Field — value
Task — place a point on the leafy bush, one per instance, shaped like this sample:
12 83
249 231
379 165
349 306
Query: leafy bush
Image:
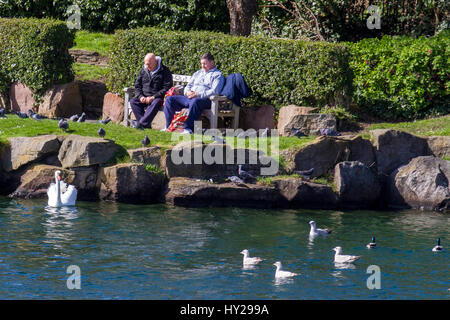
279 71
35 52
106 16
401 77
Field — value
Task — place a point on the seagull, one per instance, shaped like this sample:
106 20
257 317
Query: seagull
372 244
145 141
82 118
341 258
63 124
106 121
22 115
298 133
250 260
281 273
316 231
305 173
246 176
74 117
438 247
101 132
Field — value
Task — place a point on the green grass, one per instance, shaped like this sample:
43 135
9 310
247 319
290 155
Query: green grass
428 127
93 41
89 72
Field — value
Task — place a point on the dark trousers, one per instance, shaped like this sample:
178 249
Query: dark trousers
176 103
145 113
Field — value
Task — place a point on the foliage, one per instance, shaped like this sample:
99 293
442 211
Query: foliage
35 52
402 77
278 71
108 16
346 20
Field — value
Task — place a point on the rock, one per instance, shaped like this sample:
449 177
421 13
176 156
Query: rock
394 148
423 183
439 146
200 193
150 155
130 183
62 100
23 150
356 185
257 117
286 114
35 181
113 107
21 97
80 151
303 194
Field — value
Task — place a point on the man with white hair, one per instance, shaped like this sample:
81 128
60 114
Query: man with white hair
151 85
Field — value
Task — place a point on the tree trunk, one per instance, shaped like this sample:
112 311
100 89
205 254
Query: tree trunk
241 15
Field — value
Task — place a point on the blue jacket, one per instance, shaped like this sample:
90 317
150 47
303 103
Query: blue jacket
236 88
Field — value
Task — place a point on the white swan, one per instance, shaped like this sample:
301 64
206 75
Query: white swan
281 273
316 231
342 258
250 260
59 194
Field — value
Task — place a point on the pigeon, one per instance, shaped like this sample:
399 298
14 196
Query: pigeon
372 244
316 231
244 175
22 115
305 173
297 133
101 132
74 117
82 118
145 141
281 273
250 260
341 258
106 121
63 124
438 247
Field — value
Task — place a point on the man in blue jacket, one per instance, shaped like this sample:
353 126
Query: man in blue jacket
151 85
204 83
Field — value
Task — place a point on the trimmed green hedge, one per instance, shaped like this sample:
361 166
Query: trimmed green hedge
35 52
280 72
402 77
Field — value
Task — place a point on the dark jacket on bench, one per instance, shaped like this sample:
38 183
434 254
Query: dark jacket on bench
157 85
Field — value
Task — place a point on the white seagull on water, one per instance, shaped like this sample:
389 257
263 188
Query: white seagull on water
342 258
283 274
250 260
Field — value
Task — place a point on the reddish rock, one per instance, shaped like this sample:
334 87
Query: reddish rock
113 107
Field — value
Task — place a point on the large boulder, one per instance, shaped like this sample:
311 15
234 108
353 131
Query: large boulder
34 182
286 114
24 150
356 184
298 193
260 117
395 148
62 100
423 183
130 183
439 146
200 193
113 107
80 151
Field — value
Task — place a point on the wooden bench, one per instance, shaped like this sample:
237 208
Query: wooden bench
221 106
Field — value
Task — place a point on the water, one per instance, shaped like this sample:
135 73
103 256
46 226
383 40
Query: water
162 252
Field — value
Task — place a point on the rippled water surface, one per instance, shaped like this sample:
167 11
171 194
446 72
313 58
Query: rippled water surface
161 252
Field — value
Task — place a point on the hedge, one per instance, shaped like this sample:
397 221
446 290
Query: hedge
35 52
279 72
402 77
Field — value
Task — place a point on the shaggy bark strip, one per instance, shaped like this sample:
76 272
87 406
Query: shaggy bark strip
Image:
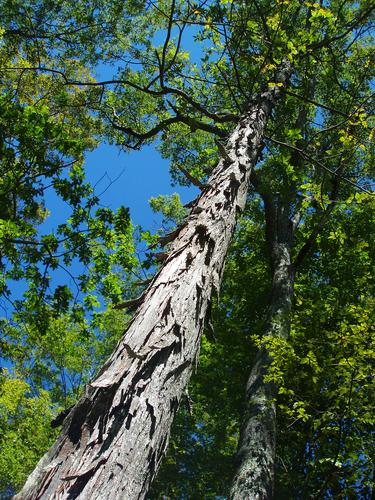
112 442
254 477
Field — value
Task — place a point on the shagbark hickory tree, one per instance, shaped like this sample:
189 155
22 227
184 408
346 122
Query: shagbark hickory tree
279 100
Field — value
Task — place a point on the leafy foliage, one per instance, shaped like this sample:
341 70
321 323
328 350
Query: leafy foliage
317 161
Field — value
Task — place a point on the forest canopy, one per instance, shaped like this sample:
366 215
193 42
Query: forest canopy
265 107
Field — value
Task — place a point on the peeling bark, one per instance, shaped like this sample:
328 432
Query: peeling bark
112 441
254 476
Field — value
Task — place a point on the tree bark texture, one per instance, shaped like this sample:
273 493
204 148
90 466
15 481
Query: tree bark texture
254 476
112 441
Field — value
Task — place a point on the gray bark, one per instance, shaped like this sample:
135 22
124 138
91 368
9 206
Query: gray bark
254 476
112 442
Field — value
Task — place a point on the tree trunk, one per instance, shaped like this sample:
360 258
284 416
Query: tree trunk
112 441
256 450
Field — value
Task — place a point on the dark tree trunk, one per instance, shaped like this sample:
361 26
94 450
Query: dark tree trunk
112 442
256 450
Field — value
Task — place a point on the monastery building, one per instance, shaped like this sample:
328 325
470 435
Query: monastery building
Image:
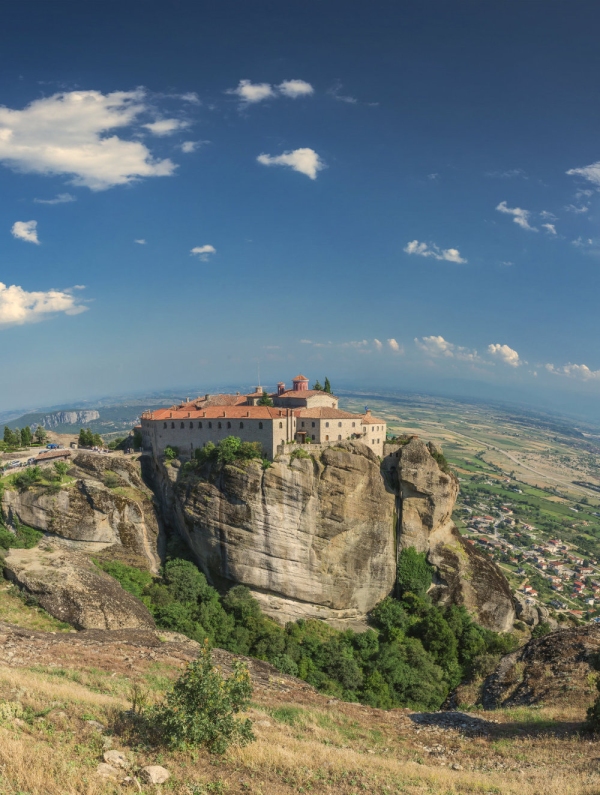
298 415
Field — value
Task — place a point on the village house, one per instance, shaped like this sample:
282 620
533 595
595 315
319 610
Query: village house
300 415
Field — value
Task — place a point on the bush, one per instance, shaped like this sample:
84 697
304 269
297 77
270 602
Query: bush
201 708
414 573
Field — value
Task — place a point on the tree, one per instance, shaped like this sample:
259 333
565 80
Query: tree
415 575
265 400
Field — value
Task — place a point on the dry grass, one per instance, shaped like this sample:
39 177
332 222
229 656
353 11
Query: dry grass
304 745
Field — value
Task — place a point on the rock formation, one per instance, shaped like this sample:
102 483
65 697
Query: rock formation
465 576
556 670
72 589
88 512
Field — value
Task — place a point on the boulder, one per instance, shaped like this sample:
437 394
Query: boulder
72 589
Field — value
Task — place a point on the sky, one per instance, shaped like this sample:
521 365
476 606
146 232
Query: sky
394 194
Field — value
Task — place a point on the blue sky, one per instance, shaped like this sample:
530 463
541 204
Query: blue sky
395 193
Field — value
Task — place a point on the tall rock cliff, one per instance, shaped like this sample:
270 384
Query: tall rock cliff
319 536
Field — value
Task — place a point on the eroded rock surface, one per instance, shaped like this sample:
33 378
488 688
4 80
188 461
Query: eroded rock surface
311 537
72 589
555 670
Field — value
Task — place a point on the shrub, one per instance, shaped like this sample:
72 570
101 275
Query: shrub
414 573
201 708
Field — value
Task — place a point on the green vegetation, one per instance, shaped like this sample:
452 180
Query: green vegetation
413 656
89 439
201 708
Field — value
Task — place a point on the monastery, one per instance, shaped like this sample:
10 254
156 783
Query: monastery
299 415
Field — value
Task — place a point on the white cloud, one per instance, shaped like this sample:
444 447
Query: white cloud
520 217
250 93
203 252
295 88
17 306
73 133
162 127
507 355
61 198
438 346
431 250
395 346
591 173
304 160
26 230
579 371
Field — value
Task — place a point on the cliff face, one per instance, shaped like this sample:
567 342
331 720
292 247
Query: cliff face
318 537
310 538
465 576
88 512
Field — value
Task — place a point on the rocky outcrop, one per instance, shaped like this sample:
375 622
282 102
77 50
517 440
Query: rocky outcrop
89 513
318 536
73 590
311 537
556 670
82 417
465 576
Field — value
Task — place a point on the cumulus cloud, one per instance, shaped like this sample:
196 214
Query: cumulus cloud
162 127
305 160
26 230
295 88
579 371
62 198
73 133
18 306
507 355
431 250
438 346
591 173
520 217
203 252
250 93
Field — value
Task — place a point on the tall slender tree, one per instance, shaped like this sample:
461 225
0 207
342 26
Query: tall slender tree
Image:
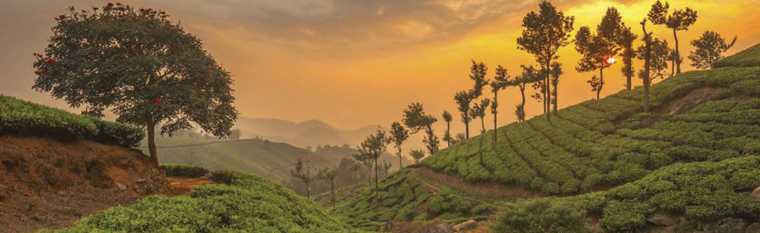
=====
**THE PROBLEM:** Select every line of the listing above that contains the string "large", and reproduce each one in full.

**EXERCISE OUTPUT:**
Task — place a point on the large boulder, one per instance, shaped like this sample:
Query: large boulder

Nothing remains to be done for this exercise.